### Records supplied
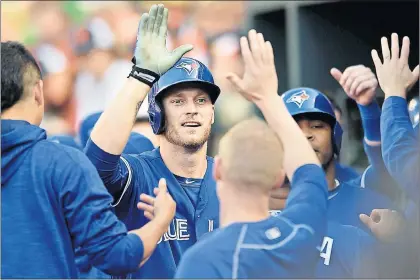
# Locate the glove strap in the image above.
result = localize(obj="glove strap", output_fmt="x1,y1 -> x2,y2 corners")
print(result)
127,65 -> 160,87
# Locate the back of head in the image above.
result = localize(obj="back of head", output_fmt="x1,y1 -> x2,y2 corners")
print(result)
218,118 -> 284,193
1,41 -> 41,111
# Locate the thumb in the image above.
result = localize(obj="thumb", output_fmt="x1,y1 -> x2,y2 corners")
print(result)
172,44 -> 194,60
412,65 -> 419,82
330,68 -> 343,83
159,178 -> 168,195
359,214 -> 375,230
226,72 -> 244,91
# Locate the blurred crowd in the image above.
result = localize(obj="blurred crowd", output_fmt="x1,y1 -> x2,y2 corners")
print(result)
1,1 -> 255,154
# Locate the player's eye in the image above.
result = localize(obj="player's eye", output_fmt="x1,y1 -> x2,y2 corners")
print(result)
197,97 -> 207,104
######
> [Short problem] Give the material above as a two-column CSV with the header request,boxes and one row for each request, with the request text in the first column and its answer in the second. Quote every field, replace line breaks with spaces, and leave the pictures out.

> [Solved exercise]
request,boxes
"# Locate the glove strap in the image above. result = localize(obj=""glove strap"", output_fmt=""x1,y1 -> x2,y2 corners"") print(result)","127,65 -> 160,87"
"# Locate the back of head in the image above. result = localize(obj=""back of head"", output_fmt=""x1,y1 -> x2,y2 corners"") print(result)","218,118 -> 284,193 1,41 -> 41,111"
"# Locate the thumb in the image above. result = localize(obj=""thumb"", output_fmt=""x1,y1 -> x2,y2 corners"") print(result)","172,44 -> 194,60 412,65 -> 419,82 330,68 -> 343,83 159,178 -> 168,195 359,214 -> 375,230 226,72 -> 244,91"
"# Locate the blurred crowd in the image above. result = localize(obj=""blurred crowd"", output_fmt=""x1,y1 -> x2,y2 corners"") print(result)","1,1 -> 255,154"
"# Locate the player's eye in the image above. result = localize(obj=""player's eye"", output_fmt=""x1,y1 -> x2,y2 corners"") print(result)","197,97 -> 207,104"